**Work request 1**. Translate this sentence from the markets review into Spanish: "This was followed on Thursday by a 10-basis-point reduction in the important loan prime rate, a key lending rate for banks."
**Work request 2**. Give every heading in the markets review, in the order they appear.
**Work request 3**. Reproduce the markets review word for word from "Shares in Brazil, as" to "on the market.".

**Excerpted passage**.
┄┄┄┄┄┄┄┄┄┄

Money and credit grew in January

China's credit data for January beat expectations. New bank lending and total social financing, the broadest measure of credit, both posted record monthly highs. However, January is a seasonally strong month, and a year-on-year comparison puts credit creation on a gradual uptrend as in the fourth quarter. The January release reflects credit conditions ahead of the Lunar New Year and, therefore, misses much of the coronavirus impact. In terms of composition, the numbers show downward pressure continuing on shadow banking activity, a key medium-term priority for China's financial regulators. Net government bond issues were a standout at over three times higher than in January 2019, confirming that lending policy was easing before the coronavirus struck.  

People's Bank of China (PBoC) cuts prime lending rate

As widely expected, China's central bank followed its early February cut in interbank rates with further cuts to key rates. On Monday, the medium-term lending rate was cut to the lowest level since 2017, while the PBoC also injected RMB ¥100 billion of liquidity into the money markets via seven-day reverse repurchase agreements. This was followed on Thursday by a 10-basis-point reduction in the important loan prime rate, a key lending rate for banks. Further cuts of 10 basis points are expected in the coming months. While providing support against the coronavirus disruption is a short-term priority, most market analysts do not look for major monetary easing.

The PBoC released its quarterly Monetary Policy Report (MPR), in which it said that it was important to provide support to firms hit by COVID-19, but the impact on the Chinese economy in terms of magnitude and duration was expected to be limited. Consumer price index (CPI) inflation jumped 1.0% in January to 5.5%, the highest rate since 2011, but the MPR indicated the central thought the situation manageable. The Lunar New Year, higher pork prices due to African swine fever, and the impact of supply shortages due to the coronavirus were all to blame. China's core inflation, in contrast, was unchanged at 1.5% year over year. Even a temporary rise in CPI inflation is unwelcome, however, with the economy under pressure. It reduces real household income at a time when the trend growth in nominal income has slowed to around 6.0%.

Other Key Markets

Turkish shares fall on rising tensions with Russia

Stocks in Turkey, as measured by the BIST 100 Index, fell about 2.8%. The market, along with other emerging markets, benefited early in the week from news of Chinese stimulus measures intended to blunt the economic impact from disruptions stemming from the COVID-19 coronavirus. Expectations for a central bank interest rate cut—which did occur on Wednesday—were also supportive.

However, rising tensions between Turkey and Russia weighed on the market later in the week, as Turkish President Recep Tayyip Erdogan threatened to make more significant military moves in Syria, a Russian ally, in retaliation for recent Turkish troop casualties apparently caused by Russian-backed Syrian forces. Erdogan also wants to prevent the Syrian military’s advance on Idlib, one of the last major strongholds for various rebel groups in the nine-year-long Syrian civil war.

In fact, Erdogan—who riled the U.S. and other NATO allies with his purchase of Russian S-400 military hardware in recent months—seems to have done a geopolitical about-face, as media reports indicate that he has requested U.S. Patriot missile batteries to protect Turkish military assets from Syria’s offensive. Erdogan also seems interested in preventing a new wave of war refugees from entering Turkey.

Brazilian markets fall on virus-related commodity weakness

Shares in Brazil, as measured by the Bovespa Index, fell about 1.0%. After a solid first half of the week, equities weakened on Thursday and Friday amid concerns that the spreading coronavirus would reduce Chinese and global demand for Brazil’s commodity and natural resource exports. Disappointing economic data readings, consumer price inflation at 25-year lows, and weakness in the currency, which has recently touched all-time lows versus the U.S. dollar, were some of the other factors weighing on the market.

┄┄┄┄┄┄┄┄┄┄

**Given material**.
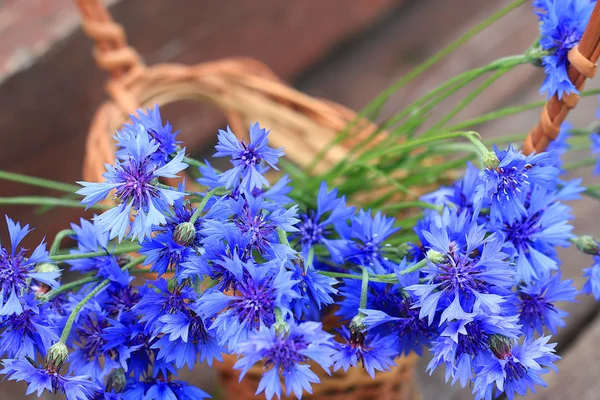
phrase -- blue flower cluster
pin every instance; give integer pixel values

┄┄┄┄┄┄┄┄┄┄

**Solution 1**. A esto le siguió el jueves una reducción de 10 puntos básicos en la importante tasa preferencial de préstamos, una tasa de préstamo clave para los bancos.

**Solution 2**.
1. Money and credit grew in January
2. People's Bank of China (PBoC) cuts prime lending rate
3. Other Key Markets
4. Turkish shares fall on rising tensions with Russia
5. Brazilian markets fall on virus-related commodity weakness

**Solution 3**.
Shares in Brazil, as measured by the Bovespa Index, fell about 1.0%. After a solid first half of the week, equities weakened on Thursday and Friday amid concerns that the spreading coronavirus would reduce Chinese and global demand for Brazil’s commodity and natural resource exports. Disappointing economic data readings, consumer price inflation at 25-year lows, and weakness in the currency, which has recently touched all-time lows versus the U.S. dollar, were some of the other factors weighing on the market.